• _Task statement_: Look through the records below for the line with "Which region of this scan contains the forested". Return that line and each one after it up to and including the line with "Which region of this scan contains the hill?", exactly.

• _Annotated photo localization data_:
= = = = = = =
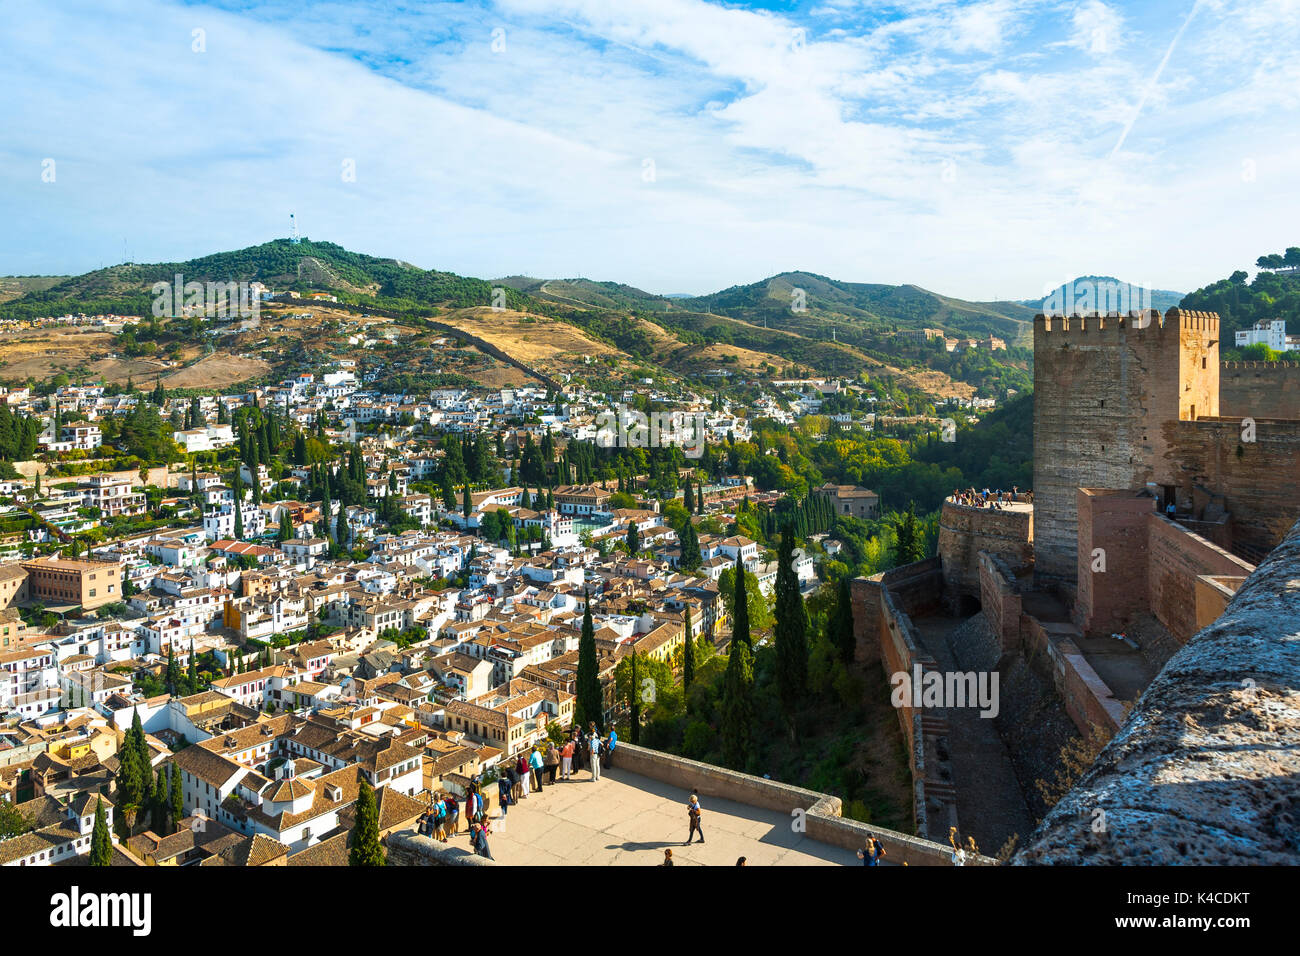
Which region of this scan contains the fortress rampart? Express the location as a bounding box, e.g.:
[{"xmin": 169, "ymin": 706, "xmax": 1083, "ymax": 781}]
[
  {"xmin": 1017, "ymin": 516, "xmax": 1300, "ymax": 865},
  {"xmin": 937, "ymin": 497, "xmax": 1033, "ymax": 603},
  {"xmin": 1033, "ymin": 307, "xmax": 1223, "ymax": 581},
  {"xmin": 1220, "ymin": 360, "xmax": 1300, "ymax": 419}
]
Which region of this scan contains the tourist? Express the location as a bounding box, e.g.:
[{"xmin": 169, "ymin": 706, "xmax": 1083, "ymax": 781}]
[
  {"xmin": 856, "ymin": 834, "xmax": 886, "ymax": 866},
  {"xmin": 432, "ymin": 794, "xmax": 447, "ymax": 842},
  {"xmin": 588, "ymin": 728, "xmax": 602, "ymax": 781},
  {"xmin": 736, "ymin": 857, "xmax": 747, "ymax": 866},
  {"xmin": 470, "ymin": 822, "xmax": 494, "ymax": 860},
  {"xmin": 516, "ymin": 752, "xmax": 530, "ymax": 799},
  {"xmin": 529, "ymin": 745, "xmax": 545, "ymax": 793},
  {"xmin": 606, "ymin": 727, "xmax": 618, "ymax": 769},
  {"xmin": 561, "ymin": 736, "xmax": 575, "ymax": 780},
  {"xmin": 685, "ymin": 793, "xmax": 704, "ymax": 844},
  {"xmin": 661, "ymin": 848, "xmax": 673, "ymax": 867},
  {"xmin": 544, "ymin": 741, "xmax": 560, "ymax": 784},
  {"xmin": 417, "ymin": 810, "xmax": 432, "ymax": 837},
  {"xmin": 446, "ymin": 793, "xmax": 459, "ymax": 837},
  {"xmin": 497, "ymin": 772, "xmax": 512, "ymax": 817}
]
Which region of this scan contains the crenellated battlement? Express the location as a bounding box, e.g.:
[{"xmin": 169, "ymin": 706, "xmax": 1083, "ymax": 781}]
[
  {"xmin": 1222, "ymin": 360, "xmax": 1300, "ymax": 370},
  {"xmin": 1167, "ymin": 307, "xmax": 1219, "ymax": 332},
  {"xmin": 1034, "ymin": 307, "xmax": 1219, "ymax": 338},
  {"xmin": 1034, "ymin": 309, "xmax": 1165, "ymax": 334}
]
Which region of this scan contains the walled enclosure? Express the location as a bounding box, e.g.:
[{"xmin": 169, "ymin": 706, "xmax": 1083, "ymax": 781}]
[{"xmin": 1219, "ymin": 361, "xmax": 1300, "ymax": 420}]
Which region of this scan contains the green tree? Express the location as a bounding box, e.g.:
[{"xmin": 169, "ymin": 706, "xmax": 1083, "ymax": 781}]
[
  {"xmin": 729, "ymin": 554, "xmax": 752, "ymax": 651},
  {"xmin": 830, "ymin": 575, "xmax": 856, "ymax": 663},
  {"xmin": 773, "ymin": 526, "xmax": 808, "ymax": 733},
  {"xmin": 626, "ymin": 522, "xmax": 640, "ymax": 556},
  {"xmin": 574, "ymin": 592, "xmax": 603, "ymax": 731},
  {"xmin": 348, "ymin": 779, "xmax": 386, "ymax": 866},
  {"xmin": 462, "ymin": 484, "xmax": 472, "ymax": 519},
  {"xmin": 170, "ymin": 763, "xmax": 184, "ymax": 832},
  {"xmin": 682, "ymin": 605, "xmax": 697, "ymax": 692},
  {"xmin": 720, "ymin": 640, "xmax": 755, "ymax": 769},
  {"xmin": 89, "ymin": 797, "xmax": 112, "ymax": 866}
]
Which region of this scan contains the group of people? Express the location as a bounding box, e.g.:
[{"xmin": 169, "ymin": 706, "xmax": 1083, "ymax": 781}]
[
  {"xmin": 423, "ymin": 724, "xmax": 618, "ymax": 860},
  {"xmin": 951, "ymin": 486, "xmax": 1027, "ymax": 510}
]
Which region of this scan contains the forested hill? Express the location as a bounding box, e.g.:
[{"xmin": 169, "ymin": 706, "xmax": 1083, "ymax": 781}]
[{"xmin": 1179, "ymin": 247, "xmax": 1300, "ymax": 356}]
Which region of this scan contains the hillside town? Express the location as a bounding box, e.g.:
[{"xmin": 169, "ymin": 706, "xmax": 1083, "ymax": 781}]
[{"xmin": 0, "ymin": 365, "xmax": 859, "ymax": 867}]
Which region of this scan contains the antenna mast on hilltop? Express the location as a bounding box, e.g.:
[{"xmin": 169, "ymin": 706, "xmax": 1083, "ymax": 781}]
[{"xmin": 289, "ymin": 213, "xmax": 301, "ymax": 245}]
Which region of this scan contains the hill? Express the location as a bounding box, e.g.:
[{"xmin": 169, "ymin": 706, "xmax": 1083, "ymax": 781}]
[
  {"xmin": 1179, "ymin": 249, "xmax": 1300, "ymax": 353},
  {"xmin": 0, "ymin": 242, "xmax": 1033, "ymax": 401},
  {"xmin": 1021, "ymin": 276, "xmax": 1184, "ymax": 315}
]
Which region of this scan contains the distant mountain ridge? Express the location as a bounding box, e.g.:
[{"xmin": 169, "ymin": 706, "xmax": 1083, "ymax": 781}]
[{"xmin": 1020, "ymin": 275, "xmax": 1185, "ymax": 315}]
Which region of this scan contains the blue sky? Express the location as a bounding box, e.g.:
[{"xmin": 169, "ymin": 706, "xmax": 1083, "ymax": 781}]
[{"xmin": 2, "ymin": 0, "xmax": 1298, "ymax": 298}]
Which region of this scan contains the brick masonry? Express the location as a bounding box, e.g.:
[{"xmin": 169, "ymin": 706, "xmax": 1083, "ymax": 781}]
[
  {"xmin": 1146, "ymin": 513, "xmax": 1256, "ymax": 645},
  {"xmin": 1220, "ymin": 361, "xmax": 1300, "ymax": 420}
]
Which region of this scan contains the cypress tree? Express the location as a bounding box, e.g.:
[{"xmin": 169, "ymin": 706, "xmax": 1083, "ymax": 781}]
[
  {"xmin": 682, "ymin": 605, "xmax": 697, "ymax": 691},
  {"xmin": 279, "ymin": 510, "xmax": 294, "ymax": 542},
  {"xmin": 629, "ymin": 651, "xmax": 641, "ymax": 745},
  {"xmin": 152, "ymin": 768, "xmax": 168, "ymax": 833},
  {"xmin": 575, "ymin": 591, "xmax": 602, "ymax": 731},
  {"xmin": 720, "ymin": 638, "xmax": 755, "ymax": 769},
  {"xmin": 626, "ymin": 522, "xmax": 640, "ymax": 556},
  {"xmin": 349, "ymin": 779, "xmax": 386, "ymax": 866},
  {"xmin": 89, "ymin": 797, "xmax": 112, "ymax": 866},
  {"xmin": 186, "ymin": 640, "xmax": 197, "ymax": 689},
  {"xmin": 731, "ymin": 553, "xmax": 751, "ymax": 652},
  {"xmin": 170, "ymin": 763, "xmax": 184, "ymax": 831},
  {"xmin": 232, "ymin": 468, "xmax": 244, "ymax": 540},
  {"xmin": 335, "ymin": 507, "xmax": 348, "ymax": 555},
  {"xmin": 462, "ymin": 484, "xmax": 471, "ymax": 519},
  {"xmin": 831, "ymin": 575, "xmax": 856, "ymax": 664},
  {"xmin": 773, "ymin": 526, "xmax": 808, "ymax": 733},
  {"xmin": 293, "ymin": 431, "xmax": 307, "ymax": 465}
]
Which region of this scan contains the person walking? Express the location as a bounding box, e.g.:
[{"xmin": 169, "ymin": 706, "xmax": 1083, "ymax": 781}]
[
  {"xmin": 561, "ymin": 736, "xmax": 575, "ymax": 780},
  {"xmin": 588, "ymin": 728, "xmax": 602, "ymax": 781},
  {"xmin": 544, "ymin": 742, "xmax": 560, "ymax": 784},
  {"xmin": 685, "ymin": 793, "xmax": 704, "ymax": 844},
  {"xmin": 606, "ymin": 727, "xmax": 618, "ymax": 769},
  {"xmin": 529, "ymin": 746, "xmax": 545, "ymax": 793}
]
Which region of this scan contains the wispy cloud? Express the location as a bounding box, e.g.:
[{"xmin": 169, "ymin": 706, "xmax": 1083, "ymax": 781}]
[{"xmin": 1, "ymin": 0, "xmax": 1298, "ymax": 298}]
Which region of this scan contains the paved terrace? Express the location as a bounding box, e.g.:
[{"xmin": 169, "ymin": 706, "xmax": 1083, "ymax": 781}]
[{"xmin": 488, "ymin": 765, "xmax": 858, "ymax": 866}]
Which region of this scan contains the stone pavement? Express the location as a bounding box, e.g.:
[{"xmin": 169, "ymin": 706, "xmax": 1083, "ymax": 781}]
[{"xmin": 484, "ymin": 764, "xmax": 862, "ymax": 866}]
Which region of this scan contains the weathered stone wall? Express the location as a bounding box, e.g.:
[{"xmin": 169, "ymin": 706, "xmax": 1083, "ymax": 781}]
[
  {"xmin": 1032, "ymin": 309, "xmax": 1220, "ymax": 581},
  {"xmin": 1074, "ymin": 489, "xmax": 1156, "ymax": 635},
  {"xmin": 978, "ymin": 552, "xmax": 1022, "ymax": 656},
  {"xmin": 1220, "ymin": 361, "xmax": 1300, "ymax": 420},
  {"xmin": 1146, "ymin": 514, "xmax": 1256, "ymax": 645},
  {"xmin": 387, "ymin": 830, "xmax": 496, "ymax": 866},
  {"xmin": 1159, "ymin": 416, "xmax": 1300, "ymax": 563},
  {"xmin": 938, "ymin": 500, "xmax": 1033, "ymax": 601},
  {"xmin": 610, "ymin": 744, "xmax": 983, "ymax": 866},
  {"xmin": 1020, "ymin": 616, "xmax": 1126, "ymax": 735},
  {"xmin": 1017, "ymin": 517, "xmax": 1300, "ymax": 865}
]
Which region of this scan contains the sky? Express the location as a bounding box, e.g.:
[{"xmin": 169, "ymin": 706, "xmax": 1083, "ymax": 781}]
[{"xmin": 2, "ymin": 0, "xmax": 1299, "ymax": 299}]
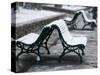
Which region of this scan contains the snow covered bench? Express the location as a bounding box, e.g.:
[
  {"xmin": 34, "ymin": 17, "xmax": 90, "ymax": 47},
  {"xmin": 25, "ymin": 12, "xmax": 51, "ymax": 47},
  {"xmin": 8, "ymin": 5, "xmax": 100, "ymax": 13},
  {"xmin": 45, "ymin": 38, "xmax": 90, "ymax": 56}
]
[
  {"xmin": 64, "ymin": 11, "xmax": 81, "ymax": 30},
  {"xmin": 50, "ymin": 19, "xmax": 87, "ymax": 63},
  {"xmin": 79, "ymin": 10, "xmax": 97, "ymax": 30},
  {"xmin": 16, "ymin": 25, "xmax": 52, "ymax": 61}
]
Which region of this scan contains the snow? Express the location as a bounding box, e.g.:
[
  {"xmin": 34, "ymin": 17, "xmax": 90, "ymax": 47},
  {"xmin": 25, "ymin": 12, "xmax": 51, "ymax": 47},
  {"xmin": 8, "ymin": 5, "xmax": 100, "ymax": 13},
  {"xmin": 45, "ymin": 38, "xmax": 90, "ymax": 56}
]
[
  {"xmin": 11, "ymin": 7, "xmax": 65, "ymax": 27},
  {"xmin": 79, "ymin": 10, "xmax": 96, "ymax": 24},
  {"xmin": 64, "ymin": 17, "xmax": 73, "ymax": 21},
  {"xmin": 16, "ymin": 33, "xmax": 39, "ymax": 44}
]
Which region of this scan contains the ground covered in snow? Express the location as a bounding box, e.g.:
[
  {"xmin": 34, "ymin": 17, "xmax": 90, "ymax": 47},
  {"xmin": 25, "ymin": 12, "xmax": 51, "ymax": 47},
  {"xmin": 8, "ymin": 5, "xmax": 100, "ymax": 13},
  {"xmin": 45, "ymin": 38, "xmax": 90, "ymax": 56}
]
[
  {"xmin": 16, "ymin": 28, "xmax": 97, "ymax": 73},
  {"xmin": 11, "ymin": 7, "xmax": 66, "ymax": 27}
]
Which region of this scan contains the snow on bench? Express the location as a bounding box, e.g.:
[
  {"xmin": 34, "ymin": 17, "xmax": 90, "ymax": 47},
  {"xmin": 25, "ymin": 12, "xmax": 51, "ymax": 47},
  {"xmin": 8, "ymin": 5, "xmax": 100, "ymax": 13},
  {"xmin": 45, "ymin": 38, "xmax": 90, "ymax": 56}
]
[
  {"xmin": 50, "ymin": 19, "xmax": 87, "ymax": 46},
  {"xmin": 16, "ymin": 25, "xmax": 52, "ymax": 61},
  {"xmin": 16, "ymin": 33, "xmax": 39, "ymax": 45},
  {"xmin": 79, "ymin": 10, "xmax": 96, "ymax": 24}
]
= = = = = = =
• _Result below_:
Which region of this scan contains the forested hill? Express the location as a bounding box, e.g.:
[{"xmin": 169, "ymin": 706, "xmax": 1083, "ymax": 781}]
[{"xmin": 1179, "ymin": 247, "xmax": 1300, "ymax": 356}]
Which region of this scan contains the hillside town? Express the location as a bounding box, e.g.:
[{"xmin": 169, "ymin": 706, "xmax": 1083, "ymax": 781}]
[{"xmin": 0, "ymin": 365, "xmax": 859, "ymax": 867}]
Which region of this scan contains the antenna mast on hilltop? Express the location as a bounding box, e.g.:
[{"xmin": 169, "ymin": 706, "xmax": 1083, "ymax": 781}]
[{"xmin": 289, "ymin": 213, "xmax": 301, "ymax": 245}]
Which region of this scan contains the hill? Express the location as a bounding box, e.g.:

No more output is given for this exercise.